PASSAGE SHOWN:
·····

It also, like it sounds like for you as well, it gave you a label for what you were doing or how you identified yourself and it helped you find other people probably who felt the same way and shared that interest. When you have those moments, and often books support them and supply them, it really does move things forward. I’ve seen it with other books as well. There’s these defining titles that really suddenly make people go, Ah ha! That’s what it’s called. That’s what I do. Let me find other people like me and do even more.”
Alison Jones: Yeah, I love that idea that it becomes a kind of crystallising node that, “Ah, yes, okay so we can all rally to this new thing. We know what it is and we know that, that’s what we do, even though we haven’t articulated it before.” I think it’s something that authors do occasionally, is actually sort of create the word for a thing that everybody knew but nobody had quite labelled. Suddenly once you have a label for it, the conversation can just move forward in leaps and bounds. It’s almost like when Bannister broke the 4-minute mile. Suddenly everybody was doing it.
Louis Rosenfeld: Right.
Alison Jones: You create the thing and now that we have the language, we can think about it more articulately.
Louis Rosenfeld: Well, and that’s something I try to do as a publisher now, just to get back to your original question. I’m constantly encouraging authors to not try to answer all the important questions but to help people ask the important questions in a way that they can do with other people and to have better conversations. It’s not so much about the answers but it’s about the questions that other people, the readers ideally can answer on their own.
Alison Jones: Yes, that’s a nice way of putting it. Let’s talk about Rosenfeld Media. What was it that made you take that step from writer to publisher? I know there was a lot in between. I do get that but what was your vision when you founded the company because it is very distinctive, isn’t it?

·····

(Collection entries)
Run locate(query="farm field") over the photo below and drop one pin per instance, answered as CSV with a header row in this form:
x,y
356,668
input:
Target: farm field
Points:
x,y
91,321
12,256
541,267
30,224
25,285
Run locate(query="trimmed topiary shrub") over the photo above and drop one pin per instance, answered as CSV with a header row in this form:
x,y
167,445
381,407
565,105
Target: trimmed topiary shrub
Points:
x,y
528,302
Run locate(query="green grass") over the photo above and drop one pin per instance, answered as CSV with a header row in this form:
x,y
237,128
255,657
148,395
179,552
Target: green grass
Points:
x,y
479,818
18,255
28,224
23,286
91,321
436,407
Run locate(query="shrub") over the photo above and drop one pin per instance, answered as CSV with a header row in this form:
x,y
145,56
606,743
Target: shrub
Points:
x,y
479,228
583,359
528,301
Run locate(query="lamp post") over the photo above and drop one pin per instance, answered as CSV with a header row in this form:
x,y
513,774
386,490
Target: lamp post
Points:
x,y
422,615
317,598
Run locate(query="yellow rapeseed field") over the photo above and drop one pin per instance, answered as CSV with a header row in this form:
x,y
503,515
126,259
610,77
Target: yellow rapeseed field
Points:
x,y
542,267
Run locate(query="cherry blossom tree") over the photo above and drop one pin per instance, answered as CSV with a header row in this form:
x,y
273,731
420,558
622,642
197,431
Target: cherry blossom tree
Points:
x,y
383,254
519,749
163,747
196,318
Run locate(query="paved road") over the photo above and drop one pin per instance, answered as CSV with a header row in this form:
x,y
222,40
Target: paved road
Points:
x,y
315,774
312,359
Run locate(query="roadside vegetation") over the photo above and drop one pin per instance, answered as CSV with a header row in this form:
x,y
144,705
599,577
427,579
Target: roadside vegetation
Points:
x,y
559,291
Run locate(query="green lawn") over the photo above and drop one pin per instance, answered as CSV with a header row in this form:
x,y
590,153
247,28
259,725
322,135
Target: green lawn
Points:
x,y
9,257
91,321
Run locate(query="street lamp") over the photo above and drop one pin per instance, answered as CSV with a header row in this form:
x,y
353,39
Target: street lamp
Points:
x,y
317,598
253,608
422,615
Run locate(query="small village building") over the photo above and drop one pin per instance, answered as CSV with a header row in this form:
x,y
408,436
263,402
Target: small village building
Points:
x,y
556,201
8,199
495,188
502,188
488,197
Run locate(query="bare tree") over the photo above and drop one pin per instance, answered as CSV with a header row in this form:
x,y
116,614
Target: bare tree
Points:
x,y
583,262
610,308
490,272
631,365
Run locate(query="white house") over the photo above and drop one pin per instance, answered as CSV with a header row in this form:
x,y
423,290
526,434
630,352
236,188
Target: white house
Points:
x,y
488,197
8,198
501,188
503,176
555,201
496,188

·····

DIRECTIONS:
1 - Identify every line of the listing that contains the string "post", and copy each one. Case counts.
2 - Go on with the conversation about books, labels and publishing from the point where it stops.

IN RESPONSE:
1 -
Run locate(query="lamp post") over the photo above and drop one pin per instance, answered as CSV with a header row in this form:
Target: lamp post

2 -
Louis Rosenfeld: Well, when I started, I had this, you know like a lot of entrepreneurs, you get an idea and it feels almost feverish like it catches you or you catch it. It’s like an illness. It starts to consume you and I tried to stuff it back down and I couldn’t. It just seemed like, “Oh my God, I’ve got to do this. We really need to have more user experience books for this field, this community, whatever we call it. It’s starting to really come together and I want to be there and I want to help people do better work by giving them really good expertise.” I actually talked to Tim O’Reilly about it a little bit. He is one of my role models and he said, “Yep, a lot of publishers are simply frustrated authors.” I was feeling that as well.
Alison Jones: So true.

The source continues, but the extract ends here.